** Objective **
Update the entries below by changing "Provide one dot" to "Place a single point" wherever it appears, keeping all other text unchanged. Reproduce every entry in full, but leave out the pictures.

** Available records **

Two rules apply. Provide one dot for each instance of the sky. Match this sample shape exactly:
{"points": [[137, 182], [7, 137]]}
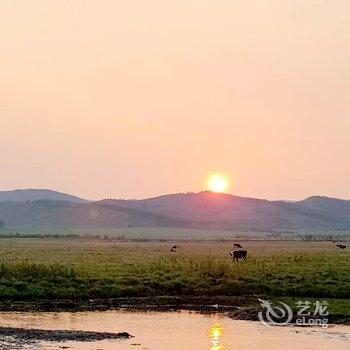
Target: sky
{"points": [[133, 99]]}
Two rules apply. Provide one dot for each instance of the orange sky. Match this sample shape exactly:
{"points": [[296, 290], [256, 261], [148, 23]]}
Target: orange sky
{"points": [[138, 98]]}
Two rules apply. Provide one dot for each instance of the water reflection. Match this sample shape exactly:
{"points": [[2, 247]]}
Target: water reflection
{"points": [[215, 334]]}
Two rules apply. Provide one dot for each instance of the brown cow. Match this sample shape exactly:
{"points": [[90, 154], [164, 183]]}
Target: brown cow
{"points": [[239, 254], [341, 246]]}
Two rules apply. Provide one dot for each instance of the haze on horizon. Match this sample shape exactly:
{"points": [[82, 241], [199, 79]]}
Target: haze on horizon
{"points": [[139, 98]]}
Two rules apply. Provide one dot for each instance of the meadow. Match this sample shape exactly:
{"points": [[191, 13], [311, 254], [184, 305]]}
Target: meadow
{"points": [[83, 269]]}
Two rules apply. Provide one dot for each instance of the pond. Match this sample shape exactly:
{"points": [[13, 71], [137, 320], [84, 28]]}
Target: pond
{"points": [[172, 331]]}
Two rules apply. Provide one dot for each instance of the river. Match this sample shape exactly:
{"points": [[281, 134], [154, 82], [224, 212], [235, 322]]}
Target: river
{"points": [[173, 331]]}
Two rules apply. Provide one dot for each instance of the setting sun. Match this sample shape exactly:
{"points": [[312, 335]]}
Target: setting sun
{"points": [[217, 183]]}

** Full answer **
Two rules apply. Place a single point for each instance of the sky. Match this sample shape exactly:
{"points": [[137, 182], [7, 137]]}
Target: sky
{"points": [[133, 99]]}
Two rules apply. Place a single point for each instance of the orange sky. Match this sample shape exactly:
{"points": [[296, 290], [256, 261], [148, 23]]}
Target: orange sky
{"points": [[138, 98]]}
Two rules apply. Place a single point for each instance of the water reflection. Match this sample shape exactly:
{"points": [[2, 247]]}
Target: water reflection
{"points": [[215, 334]]}
Two rules apply. Place a single point for each instance of the brown cow. Match this sample shape exactly:
{"points": [[90, 154], [164, 183]]}
Target: brown cow
{"points": [[239, 254], [341, 246]]}
Two rules apply. Place a single point for each instance of the haze on horizon. Match this sample shape exactly:
{"points": [[82, 241], [199, 79]]}
Target: haze on horizon
{"points": [[139, 98]]}
Two rules apply. Place a single point for each instance of the meadow. Match this sample shape exactly:
{"points": [[191, 13], [311, 254], [184, 305]]}
Target: meadow
{"points": [[83, 269]]}
Two rules apply. Place a single point for each instance of the pond. Match this sample shape exactly:
{"points": [[13, 71], [137, 320], [84, 28]]}
Target: pond
{"points": [[172, 331]]}
Two rules apply. Place a single point for each instance of the river. Match this sample shape exactly:
{"points": [[281, 134], [154, 82], [224, 212], [235, 322]]}
Target: river
{"points": [[173, 331]]}
Two rules apply. Place a single point for each instance of the setting sun. Match this sample shape exactly:
{"points": [[312, 335]]}
Target: setting sun
{"points": [[217, 183]]}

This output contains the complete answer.